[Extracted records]
──────

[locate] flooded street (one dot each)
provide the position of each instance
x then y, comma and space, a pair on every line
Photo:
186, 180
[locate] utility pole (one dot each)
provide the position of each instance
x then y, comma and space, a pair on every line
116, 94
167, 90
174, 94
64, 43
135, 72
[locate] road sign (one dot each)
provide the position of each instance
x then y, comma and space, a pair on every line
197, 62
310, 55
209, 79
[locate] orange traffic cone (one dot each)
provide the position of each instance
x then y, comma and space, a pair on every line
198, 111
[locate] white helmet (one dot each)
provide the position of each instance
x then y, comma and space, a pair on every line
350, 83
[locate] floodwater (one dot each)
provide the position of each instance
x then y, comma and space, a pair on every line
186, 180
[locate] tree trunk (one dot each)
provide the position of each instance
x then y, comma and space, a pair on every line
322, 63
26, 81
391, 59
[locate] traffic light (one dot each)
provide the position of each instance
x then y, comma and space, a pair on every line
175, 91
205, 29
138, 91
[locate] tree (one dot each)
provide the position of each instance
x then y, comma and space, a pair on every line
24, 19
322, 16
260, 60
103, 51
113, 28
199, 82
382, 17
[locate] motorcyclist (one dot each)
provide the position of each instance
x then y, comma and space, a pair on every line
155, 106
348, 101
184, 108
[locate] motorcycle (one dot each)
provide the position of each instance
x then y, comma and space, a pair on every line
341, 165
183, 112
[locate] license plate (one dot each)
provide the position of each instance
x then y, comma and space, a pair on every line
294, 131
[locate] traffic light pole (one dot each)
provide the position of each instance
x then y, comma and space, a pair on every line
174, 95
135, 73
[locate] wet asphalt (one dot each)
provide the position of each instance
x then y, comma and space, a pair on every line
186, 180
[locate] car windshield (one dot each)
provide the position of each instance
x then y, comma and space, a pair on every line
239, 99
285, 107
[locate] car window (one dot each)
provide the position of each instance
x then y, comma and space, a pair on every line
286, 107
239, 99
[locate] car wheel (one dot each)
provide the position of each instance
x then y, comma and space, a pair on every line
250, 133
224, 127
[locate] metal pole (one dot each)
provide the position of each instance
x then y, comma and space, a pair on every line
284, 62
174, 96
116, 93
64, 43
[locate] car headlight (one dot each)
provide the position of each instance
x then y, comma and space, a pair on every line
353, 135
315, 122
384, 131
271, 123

──────

TASK DIRECTIONS: Across all the records, find the lines containing the word "traffic" and reproduce each one.

PROBLEM SOLUTION:
[locate] orange traffic cone (one dot each)
[locate] traffic light (one dot each)
[locate] traffic light pole (one dot each)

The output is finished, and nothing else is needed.